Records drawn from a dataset
*** Block opens ***

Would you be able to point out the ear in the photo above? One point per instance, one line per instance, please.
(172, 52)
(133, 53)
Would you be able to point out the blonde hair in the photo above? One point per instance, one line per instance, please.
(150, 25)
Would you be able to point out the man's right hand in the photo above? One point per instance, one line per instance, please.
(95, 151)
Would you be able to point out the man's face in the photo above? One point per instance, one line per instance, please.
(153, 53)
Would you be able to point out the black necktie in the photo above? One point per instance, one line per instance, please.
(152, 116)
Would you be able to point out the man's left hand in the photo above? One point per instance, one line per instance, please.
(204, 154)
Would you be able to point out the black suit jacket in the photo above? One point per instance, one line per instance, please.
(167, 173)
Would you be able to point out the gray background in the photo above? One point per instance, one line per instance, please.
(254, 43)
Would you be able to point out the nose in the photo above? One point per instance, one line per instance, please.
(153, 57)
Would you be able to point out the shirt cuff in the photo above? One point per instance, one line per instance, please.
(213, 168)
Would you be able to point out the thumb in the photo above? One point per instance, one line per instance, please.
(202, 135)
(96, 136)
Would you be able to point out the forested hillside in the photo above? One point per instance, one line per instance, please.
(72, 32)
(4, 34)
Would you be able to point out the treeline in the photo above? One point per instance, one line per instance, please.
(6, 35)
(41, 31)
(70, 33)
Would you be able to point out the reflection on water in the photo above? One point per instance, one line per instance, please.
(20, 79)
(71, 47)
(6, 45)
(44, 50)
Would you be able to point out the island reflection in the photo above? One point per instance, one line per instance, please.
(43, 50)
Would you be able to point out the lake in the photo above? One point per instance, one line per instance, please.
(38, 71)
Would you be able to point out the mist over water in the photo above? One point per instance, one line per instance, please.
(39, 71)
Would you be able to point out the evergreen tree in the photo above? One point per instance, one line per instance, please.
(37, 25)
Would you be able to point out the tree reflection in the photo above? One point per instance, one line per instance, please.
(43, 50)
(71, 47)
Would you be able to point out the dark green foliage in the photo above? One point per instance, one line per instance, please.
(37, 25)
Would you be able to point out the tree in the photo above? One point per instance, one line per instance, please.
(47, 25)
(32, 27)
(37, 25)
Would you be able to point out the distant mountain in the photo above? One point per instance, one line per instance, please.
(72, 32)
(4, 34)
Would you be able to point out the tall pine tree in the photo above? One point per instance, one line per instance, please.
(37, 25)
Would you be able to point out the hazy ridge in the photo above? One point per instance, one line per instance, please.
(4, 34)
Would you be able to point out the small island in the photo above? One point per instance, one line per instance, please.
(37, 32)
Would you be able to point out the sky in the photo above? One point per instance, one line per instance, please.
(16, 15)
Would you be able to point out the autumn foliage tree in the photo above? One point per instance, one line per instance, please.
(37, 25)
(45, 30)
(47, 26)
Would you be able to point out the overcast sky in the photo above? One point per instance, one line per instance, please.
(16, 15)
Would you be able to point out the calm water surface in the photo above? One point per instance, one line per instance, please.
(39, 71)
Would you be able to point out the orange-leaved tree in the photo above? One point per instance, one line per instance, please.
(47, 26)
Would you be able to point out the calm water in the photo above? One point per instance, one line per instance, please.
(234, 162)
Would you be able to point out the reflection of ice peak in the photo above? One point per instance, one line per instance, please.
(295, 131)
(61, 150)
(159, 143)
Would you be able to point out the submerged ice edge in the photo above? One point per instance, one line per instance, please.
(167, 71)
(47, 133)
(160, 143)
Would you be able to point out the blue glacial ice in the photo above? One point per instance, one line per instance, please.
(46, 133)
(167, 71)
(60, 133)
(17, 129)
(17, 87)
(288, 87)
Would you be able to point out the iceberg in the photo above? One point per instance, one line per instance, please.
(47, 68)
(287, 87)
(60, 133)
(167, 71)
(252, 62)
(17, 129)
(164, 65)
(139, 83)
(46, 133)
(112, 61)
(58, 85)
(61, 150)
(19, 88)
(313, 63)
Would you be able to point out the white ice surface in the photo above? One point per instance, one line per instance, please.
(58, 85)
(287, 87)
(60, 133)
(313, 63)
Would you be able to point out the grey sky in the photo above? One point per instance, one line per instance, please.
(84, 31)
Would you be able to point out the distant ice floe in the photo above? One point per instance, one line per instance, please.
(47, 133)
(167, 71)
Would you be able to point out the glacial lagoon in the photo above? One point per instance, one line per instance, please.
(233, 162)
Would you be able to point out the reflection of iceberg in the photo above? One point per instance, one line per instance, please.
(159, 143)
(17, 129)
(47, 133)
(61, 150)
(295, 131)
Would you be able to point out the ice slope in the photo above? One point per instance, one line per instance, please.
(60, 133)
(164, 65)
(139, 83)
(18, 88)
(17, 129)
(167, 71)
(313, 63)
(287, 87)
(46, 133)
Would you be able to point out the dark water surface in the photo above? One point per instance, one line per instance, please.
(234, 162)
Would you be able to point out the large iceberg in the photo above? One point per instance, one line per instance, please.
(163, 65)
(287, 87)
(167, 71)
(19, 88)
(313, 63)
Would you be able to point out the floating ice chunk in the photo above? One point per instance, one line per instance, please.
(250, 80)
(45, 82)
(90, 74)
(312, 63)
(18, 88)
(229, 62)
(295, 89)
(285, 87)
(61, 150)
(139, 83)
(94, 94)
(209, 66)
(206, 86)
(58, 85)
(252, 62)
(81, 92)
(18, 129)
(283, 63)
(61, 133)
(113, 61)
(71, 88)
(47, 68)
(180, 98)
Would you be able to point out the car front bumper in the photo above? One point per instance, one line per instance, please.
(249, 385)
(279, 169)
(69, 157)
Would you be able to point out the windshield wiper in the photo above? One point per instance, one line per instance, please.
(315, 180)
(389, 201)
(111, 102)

*** Block closes ***

The problem - Give back the data above word for word.

Exercise answer -
Would you be able to point out the ear in the photo above? One point per instance, one line per instance, please.
(172, 52)
(133, 53)
Would you be able to point out the blonde hair in the photo above? One point per instance, one line per instance, please.
(150, 25)
Would you be able to point out the man's right hand in the photo above? One point per instance, one line per instance, please.
(95, 151)
Would you be able to point out the man's face in the photo above? One point per instance, one line per instance, please.
(153, 53)
Would you be able to point out the black necktie in the photo above? One point per instance, one line per instance, please.
(152, 116)
Would you be able to point out the man's left hand in the photo above? One point per instance, one line per instance, please.
(204, 154)
Would you be able to point out the black suit jacket in the photo above? One point per instance, one line per instance, please.
(167, 173)
Would you be able to point out the gray background in the photo above? One point per instance, one line per instance, please.
(254, 43)
Would you be able to point out the nose in the photo above? One point per instance, one line per instance, please.
(153, 57)
Would you be able to point out the shirt cuff in the photo above? One point per instance, one line per instance, please.
(213, 168)
Would you be able to point out the thumb in the photo above? One point per instance, one line per instance, please.
(202, 135)
(96, 136)
Would you be able to point out the forested hillside in the photo above? One point per instance, one line per instance, please.
(72, 32)
(4, 34)
Would you be able to point out the treeline in the photo above? One point per instance, one line per instance, please.
(6, 35)
(41, 31)
(70, 33)
Would you be able to point out the reflection on water in the photo above? One point per instance, one line per instance, please.
(20, 79)
(71, 47)
(6, 45)
(44, 50)
Would you be able to point out the island reflection in the photo above? One point per instance, one line per instance, please.
(43, 50)
Would you be able to point out the lake in the photo above? One point per instance, one line per instance, please.
(38, 71)
Would you be able to point out the mist over water in the photo above? One point per instance, one line per instance, please.
(39, 71)
Would you be able to point out the evergreen tree in the photo above? One point per instance, one line per instance, please.
(37, 25)
Would you be able to point out the tree reflection in the photo above? One point per instance, one line per instance, please.
(43, 50)
(71, 47)
Would you be able to point out the dark green foliage in the photo above? One point per instance, one line per instance, please.
(37, 25)
Would you be able to point out the tree in the photo above? One point per instance, one line per instance, please.
(47, 25)
(32, 27)
(37, 25)
Would you be able to point out the distant mountain in the photo above? One point per instance, one line per instance, please.
(72, 32)
(4, 34)
Would you be able to point out the tall pine tree in the photo above? One point per instance, one line per instance, please.
(37, 25)
Would you be able to point out the hazy ridge in the photo above? One point per instance, one line per instance, please.
(4, 34)
Would you be able to point out the small island in the photo above? One point per instance, one line per instance, please.
(37, 32)
Would you be able to point out the sky in the photo above? One point per instance, one line per instance, please.
(16, 15)
Would you be able to point out the autumn foliage tree in the photo above? One point per instance, one line per instance, please.
(37, 25)
(45, 30)
(47, 26)
Would you be able to point out the overcast sky in the photo above? One point per instance, one line per instance, please.
(16, 15)
Would you be able to point out the calm water surface in the photo above? One point per instance, one line per instance, please.
(39, 71)
Would you be able to point out the orange-leaved tree in the photo above? One point per instance, one line per instance, please.
(47, 26)
Would you be able to point out the calm water in the photo above? One point per instance, one line per instance, please.
(234, 162)
Would you be able to point out the reflection of ice peak in the photo above? One point per instance, one line per instance, please.
(295, 131)
(61, 150)
(159, 143)
Would you be able to point out the submerged ice edge in the photo above? One point per instance, one line per instance, please.
(167, 71)
(47, 133)
(160, 143)
Would you be able to point out the blue glacial ice in the photo above? One point per instance, one line per instance, please.
(46, 133)
(167, 71)
(60, 133)
(17, 129)
(17, 87)
(288, 87)
Would you be able to point out the iceberg in the photo above? One point per instance, one line per instance, please.
(47, 68)
(287, 87)
(60, 133)
(167, 71)
(252, 62)
(17, 129)
(164, 65)
(139, 83)
(46, 133)
(112, 61)
(58, 85)
(61, 150)
(19, 88)
(313, 63)
Would you be able to point out the white ice surface in the photo above? One point per instance, one line per instance, please.
(58, 85)
(287, 87)
(60, 133)
(313, 63)
Would you be able to point out the grey sky in the photo above? One point per instance, one line per instance, please.
(84, 31)
Would you be able to point out the distant ice floe in the photo above? One point per instance, one line per instance, please.
(47, 133)
(167, 71)
Would you be able to point out the glacial lagoon in the photo above? One point per instance, one line per instance, please.
(233, 162)
Would you be able to point out the reflection of iceberg in the photo above? One point per instance, one line per instance, please.
(159, 143)
(17, 129)
(47, 133)
(61, 150)
(295, 131)
Would you be able to point out the ice slope in the photo above? One point per instance, one line per instance, please.
(60, 133)
(164, 65)
(139, 83)
(18, 88)
(17, 129)
(167, 71)
(313, 63)
(287, 87)
(46, 133)
Would you be able to point out the dark water surface in the photo above? One point per instance, one line per instance, please.
(234, 162)
Would you be able to point out the large iceberg in the photo above? One point per instance, one line per instance, please.
(163, 65)
(287, 87)
(167, 71)
(19, 88)
(313, 63)
Would you be able to point out the floating ice chunk in the photo above? One point per instance, one line per instance, please.
(250, 80)
(45, 82)
(90, 74)
(312, 63)
(18, 88)
(229, 62)
(295, 89)
(285, 87)
(61, 150)
(139, 83)
(94, 94)
(209, 66)
(206, 86)
(58, 85)
(252, 62)
(81, 92)
(18, 129)
(283, 63)
(61, 133)
(113, 61)
(71, 88)
(47, 68)
(180, 98)
Would you be able to point out the car front bumper in the photo above? One point per instance, one line per instance, please.
(249, 385)
(279, 169)
(69, 157)
Would you be able to point out the windshield wiper in the photo above? One point per instance, one line per instance, please.
(315, 180)
(389, 201)
(111, 102)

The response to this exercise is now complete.